Count the lines below that contain the word "ladder", matching case exactly, and reply with only that number.

___ Supplied material

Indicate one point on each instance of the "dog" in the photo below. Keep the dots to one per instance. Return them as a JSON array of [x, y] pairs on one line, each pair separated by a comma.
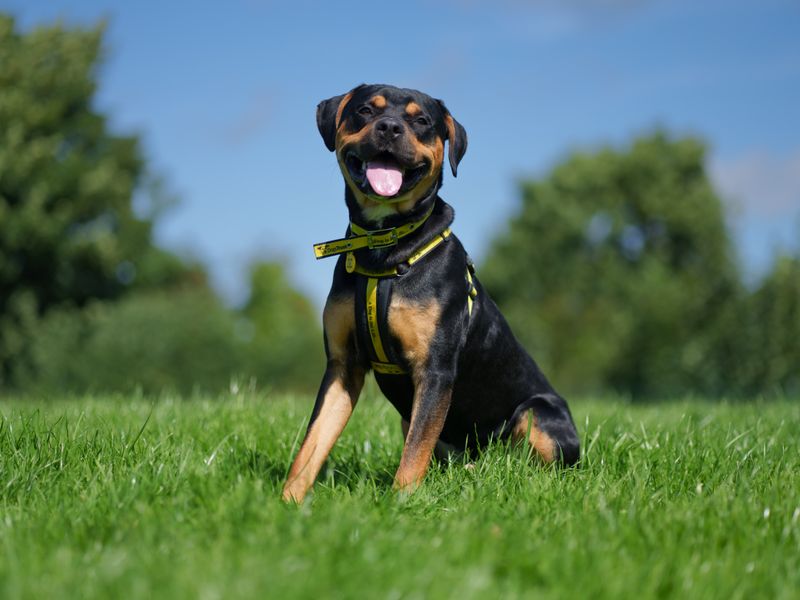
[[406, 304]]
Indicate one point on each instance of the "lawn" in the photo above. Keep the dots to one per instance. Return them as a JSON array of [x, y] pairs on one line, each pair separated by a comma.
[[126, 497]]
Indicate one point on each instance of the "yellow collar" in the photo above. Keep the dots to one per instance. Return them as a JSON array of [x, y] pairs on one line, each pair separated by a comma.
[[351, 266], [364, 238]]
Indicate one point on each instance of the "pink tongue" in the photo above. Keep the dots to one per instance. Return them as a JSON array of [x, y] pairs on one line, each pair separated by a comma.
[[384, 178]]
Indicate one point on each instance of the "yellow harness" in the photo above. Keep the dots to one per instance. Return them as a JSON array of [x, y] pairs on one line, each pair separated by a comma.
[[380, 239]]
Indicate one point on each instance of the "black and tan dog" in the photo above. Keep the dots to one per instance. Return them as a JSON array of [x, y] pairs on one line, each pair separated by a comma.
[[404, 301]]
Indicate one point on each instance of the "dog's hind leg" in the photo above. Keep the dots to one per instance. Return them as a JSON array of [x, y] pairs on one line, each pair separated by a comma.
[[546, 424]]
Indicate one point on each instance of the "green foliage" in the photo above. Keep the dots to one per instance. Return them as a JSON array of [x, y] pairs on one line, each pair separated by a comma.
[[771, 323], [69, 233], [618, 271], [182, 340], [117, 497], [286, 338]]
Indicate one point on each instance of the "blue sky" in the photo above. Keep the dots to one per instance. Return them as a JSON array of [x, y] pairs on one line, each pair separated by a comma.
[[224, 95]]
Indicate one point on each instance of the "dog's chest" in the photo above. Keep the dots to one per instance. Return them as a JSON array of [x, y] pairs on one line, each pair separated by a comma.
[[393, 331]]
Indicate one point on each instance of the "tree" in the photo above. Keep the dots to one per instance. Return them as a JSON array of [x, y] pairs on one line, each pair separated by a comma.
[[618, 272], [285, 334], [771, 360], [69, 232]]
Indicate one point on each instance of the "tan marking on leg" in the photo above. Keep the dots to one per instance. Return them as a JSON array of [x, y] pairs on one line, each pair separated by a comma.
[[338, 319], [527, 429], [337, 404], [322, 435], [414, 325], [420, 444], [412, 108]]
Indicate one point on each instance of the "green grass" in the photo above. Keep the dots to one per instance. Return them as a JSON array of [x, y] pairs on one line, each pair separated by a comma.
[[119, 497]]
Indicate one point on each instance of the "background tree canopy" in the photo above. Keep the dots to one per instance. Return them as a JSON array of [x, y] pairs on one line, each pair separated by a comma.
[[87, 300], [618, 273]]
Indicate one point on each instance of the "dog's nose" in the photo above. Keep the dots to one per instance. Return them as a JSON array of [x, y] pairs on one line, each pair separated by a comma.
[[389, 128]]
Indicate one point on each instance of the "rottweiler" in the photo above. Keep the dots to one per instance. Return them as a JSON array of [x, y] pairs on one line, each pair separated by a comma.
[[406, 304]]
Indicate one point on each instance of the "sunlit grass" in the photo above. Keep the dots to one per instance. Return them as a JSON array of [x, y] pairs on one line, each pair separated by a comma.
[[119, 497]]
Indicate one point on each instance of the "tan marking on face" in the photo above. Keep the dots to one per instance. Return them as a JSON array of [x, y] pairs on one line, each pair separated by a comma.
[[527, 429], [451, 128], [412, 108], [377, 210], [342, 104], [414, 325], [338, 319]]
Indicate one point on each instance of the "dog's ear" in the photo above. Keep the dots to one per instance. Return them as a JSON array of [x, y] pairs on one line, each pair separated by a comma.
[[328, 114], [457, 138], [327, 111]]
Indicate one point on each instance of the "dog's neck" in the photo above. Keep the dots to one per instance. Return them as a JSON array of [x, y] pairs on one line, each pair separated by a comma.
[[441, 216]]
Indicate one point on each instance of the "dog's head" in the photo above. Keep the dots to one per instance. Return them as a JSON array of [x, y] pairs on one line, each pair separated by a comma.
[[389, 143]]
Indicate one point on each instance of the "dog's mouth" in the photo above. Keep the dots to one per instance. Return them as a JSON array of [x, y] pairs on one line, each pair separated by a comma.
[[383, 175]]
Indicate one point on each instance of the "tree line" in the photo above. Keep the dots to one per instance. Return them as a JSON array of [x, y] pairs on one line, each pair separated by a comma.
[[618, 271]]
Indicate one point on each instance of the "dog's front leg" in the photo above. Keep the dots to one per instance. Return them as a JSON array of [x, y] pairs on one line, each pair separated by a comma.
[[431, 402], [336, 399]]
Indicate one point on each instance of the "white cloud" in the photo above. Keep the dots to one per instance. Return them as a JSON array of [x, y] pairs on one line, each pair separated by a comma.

______
___ Supplied material

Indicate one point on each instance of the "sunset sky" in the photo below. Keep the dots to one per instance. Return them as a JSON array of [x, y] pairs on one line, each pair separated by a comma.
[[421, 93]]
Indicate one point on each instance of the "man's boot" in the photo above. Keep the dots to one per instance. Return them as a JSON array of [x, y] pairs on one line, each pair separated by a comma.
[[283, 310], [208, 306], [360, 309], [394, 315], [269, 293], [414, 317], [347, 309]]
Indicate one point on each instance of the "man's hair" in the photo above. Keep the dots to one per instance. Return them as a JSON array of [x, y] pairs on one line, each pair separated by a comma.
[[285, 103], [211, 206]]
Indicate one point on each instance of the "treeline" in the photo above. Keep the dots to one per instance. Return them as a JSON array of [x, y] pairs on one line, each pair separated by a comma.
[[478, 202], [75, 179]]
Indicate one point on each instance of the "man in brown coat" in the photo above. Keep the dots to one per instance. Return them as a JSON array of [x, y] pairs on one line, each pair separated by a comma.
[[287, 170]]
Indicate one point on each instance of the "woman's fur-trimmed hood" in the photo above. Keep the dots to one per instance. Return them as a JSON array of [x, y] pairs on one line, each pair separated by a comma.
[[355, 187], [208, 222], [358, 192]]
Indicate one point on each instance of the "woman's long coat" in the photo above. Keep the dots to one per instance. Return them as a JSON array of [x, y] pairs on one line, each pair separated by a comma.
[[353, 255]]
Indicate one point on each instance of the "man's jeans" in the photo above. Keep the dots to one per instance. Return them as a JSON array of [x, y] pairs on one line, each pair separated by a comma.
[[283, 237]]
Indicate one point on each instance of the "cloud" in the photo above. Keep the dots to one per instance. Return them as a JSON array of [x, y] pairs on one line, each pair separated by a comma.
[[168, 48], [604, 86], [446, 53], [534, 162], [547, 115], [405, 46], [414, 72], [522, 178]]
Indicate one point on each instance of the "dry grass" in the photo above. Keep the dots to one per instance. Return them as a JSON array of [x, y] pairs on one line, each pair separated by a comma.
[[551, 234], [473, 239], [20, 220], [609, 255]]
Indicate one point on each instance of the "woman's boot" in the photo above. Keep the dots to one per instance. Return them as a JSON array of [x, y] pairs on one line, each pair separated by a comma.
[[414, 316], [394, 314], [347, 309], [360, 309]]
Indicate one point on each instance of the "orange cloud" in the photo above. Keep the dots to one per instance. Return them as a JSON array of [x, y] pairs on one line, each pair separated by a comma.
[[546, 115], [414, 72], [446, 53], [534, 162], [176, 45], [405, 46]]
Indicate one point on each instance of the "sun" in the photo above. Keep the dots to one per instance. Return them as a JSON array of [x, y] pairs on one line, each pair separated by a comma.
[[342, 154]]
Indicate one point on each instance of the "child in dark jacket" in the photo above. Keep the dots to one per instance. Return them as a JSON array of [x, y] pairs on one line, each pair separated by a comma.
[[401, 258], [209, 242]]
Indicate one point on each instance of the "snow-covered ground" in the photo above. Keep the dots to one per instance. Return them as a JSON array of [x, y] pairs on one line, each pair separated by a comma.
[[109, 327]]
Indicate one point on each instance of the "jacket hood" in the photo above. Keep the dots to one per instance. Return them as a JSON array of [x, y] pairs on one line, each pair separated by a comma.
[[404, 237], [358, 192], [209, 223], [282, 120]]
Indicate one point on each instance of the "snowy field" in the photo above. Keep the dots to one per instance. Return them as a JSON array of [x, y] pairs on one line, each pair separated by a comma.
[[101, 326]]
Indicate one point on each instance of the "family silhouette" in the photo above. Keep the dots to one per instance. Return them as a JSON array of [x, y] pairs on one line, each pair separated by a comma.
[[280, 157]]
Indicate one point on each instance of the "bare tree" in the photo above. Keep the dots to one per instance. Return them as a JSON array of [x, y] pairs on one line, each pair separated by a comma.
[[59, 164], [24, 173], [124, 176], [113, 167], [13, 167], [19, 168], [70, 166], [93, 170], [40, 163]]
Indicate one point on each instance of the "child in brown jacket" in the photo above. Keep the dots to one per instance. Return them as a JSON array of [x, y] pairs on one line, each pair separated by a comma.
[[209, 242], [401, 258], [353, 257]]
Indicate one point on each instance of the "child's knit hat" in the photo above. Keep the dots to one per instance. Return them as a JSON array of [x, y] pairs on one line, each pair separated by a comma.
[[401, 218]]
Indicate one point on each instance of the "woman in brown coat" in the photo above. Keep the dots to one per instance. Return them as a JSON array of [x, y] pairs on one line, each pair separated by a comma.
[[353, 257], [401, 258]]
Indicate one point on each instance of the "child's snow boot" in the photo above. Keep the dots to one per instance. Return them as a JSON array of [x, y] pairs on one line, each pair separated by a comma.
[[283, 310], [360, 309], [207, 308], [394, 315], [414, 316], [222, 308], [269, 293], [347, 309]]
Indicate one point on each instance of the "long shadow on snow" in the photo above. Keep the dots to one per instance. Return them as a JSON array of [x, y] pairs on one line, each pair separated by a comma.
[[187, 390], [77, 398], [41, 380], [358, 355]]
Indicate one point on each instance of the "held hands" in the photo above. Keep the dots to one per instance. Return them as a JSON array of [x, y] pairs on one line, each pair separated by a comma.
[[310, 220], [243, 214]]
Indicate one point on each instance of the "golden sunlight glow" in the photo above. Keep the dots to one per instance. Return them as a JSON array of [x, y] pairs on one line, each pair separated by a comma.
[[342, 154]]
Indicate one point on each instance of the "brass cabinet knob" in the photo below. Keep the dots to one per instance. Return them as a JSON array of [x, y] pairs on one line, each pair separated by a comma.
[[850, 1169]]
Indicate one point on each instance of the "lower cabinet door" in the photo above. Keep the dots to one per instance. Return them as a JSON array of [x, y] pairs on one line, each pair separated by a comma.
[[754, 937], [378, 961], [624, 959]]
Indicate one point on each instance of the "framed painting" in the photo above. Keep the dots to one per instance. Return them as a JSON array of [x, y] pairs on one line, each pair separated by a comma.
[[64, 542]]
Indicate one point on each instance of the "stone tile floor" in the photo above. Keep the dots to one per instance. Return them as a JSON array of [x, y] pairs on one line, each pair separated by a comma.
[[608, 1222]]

______
___ Supplied material

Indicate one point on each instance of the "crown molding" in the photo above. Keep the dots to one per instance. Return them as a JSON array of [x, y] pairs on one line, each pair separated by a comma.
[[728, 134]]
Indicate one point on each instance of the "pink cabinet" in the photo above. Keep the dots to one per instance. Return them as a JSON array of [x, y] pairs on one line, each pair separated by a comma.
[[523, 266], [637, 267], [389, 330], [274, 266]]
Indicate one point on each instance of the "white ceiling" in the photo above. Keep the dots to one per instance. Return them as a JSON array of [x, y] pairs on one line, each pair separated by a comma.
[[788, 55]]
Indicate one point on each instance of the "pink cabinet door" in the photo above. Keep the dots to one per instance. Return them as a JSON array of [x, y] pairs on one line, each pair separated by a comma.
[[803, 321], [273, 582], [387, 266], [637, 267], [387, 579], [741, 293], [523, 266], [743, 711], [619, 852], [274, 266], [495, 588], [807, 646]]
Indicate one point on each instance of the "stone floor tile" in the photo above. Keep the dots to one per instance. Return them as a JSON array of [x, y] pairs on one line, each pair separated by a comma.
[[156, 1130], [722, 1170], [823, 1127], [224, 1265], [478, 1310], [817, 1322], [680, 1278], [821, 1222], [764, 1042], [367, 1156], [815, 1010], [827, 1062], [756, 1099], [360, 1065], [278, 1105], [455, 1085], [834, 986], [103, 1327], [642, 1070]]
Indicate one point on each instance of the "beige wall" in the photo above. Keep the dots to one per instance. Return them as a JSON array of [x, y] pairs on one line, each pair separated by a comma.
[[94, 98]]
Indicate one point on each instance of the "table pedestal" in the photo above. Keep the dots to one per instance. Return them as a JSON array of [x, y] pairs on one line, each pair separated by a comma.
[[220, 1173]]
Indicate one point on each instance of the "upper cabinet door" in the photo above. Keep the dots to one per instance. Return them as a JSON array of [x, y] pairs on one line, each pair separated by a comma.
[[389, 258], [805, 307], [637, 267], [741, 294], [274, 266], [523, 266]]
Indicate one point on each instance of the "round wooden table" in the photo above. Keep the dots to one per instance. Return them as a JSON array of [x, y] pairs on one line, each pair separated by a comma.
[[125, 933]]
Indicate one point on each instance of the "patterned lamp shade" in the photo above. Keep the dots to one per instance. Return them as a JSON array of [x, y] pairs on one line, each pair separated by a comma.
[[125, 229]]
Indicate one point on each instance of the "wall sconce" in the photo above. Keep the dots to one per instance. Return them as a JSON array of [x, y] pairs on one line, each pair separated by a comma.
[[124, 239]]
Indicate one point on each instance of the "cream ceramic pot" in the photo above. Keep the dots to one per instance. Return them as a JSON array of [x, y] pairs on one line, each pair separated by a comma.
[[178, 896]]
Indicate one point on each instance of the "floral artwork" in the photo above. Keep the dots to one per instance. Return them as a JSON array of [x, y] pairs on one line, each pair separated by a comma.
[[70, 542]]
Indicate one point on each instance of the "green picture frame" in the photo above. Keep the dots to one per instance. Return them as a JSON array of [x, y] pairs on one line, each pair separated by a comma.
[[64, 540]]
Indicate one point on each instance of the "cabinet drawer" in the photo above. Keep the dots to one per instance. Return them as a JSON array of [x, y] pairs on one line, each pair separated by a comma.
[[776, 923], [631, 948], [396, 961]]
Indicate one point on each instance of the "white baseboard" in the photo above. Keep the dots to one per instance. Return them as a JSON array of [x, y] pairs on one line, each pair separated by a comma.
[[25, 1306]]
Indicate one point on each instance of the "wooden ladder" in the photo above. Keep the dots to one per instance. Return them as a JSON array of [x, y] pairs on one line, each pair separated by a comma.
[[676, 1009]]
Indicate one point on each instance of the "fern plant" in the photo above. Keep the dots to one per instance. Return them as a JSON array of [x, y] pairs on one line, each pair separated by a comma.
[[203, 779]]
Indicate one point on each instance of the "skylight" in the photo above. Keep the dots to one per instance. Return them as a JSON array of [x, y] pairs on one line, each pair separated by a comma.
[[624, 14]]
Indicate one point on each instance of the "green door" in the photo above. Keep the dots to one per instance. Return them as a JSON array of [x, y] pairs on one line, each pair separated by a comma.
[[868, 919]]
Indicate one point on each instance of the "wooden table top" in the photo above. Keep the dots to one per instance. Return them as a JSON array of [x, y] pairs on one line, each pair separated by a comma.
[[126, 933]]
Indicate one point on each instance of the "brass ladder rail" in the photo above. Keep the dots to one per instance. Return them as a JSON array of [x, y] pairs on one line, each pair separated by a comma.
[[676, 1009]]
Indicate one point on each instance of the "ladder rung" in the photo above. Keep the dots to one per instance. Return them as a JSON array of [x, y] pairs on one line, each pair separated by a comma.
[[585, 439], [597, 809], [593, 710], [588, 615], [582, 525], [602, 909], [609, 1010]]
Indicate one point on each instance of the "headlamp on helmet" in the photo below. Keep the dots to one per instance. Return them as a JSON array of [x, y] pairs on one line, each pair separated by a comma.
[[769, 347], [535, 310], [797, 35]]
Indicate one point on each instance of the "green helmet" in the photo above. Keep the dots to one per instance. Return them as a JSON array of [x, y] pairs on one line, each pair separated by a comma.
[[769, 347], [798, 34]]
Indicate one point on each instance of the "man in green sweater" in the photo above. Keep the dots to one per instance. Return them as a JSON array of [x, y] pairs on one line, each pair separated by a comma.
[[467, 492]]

______

Finished answer: 3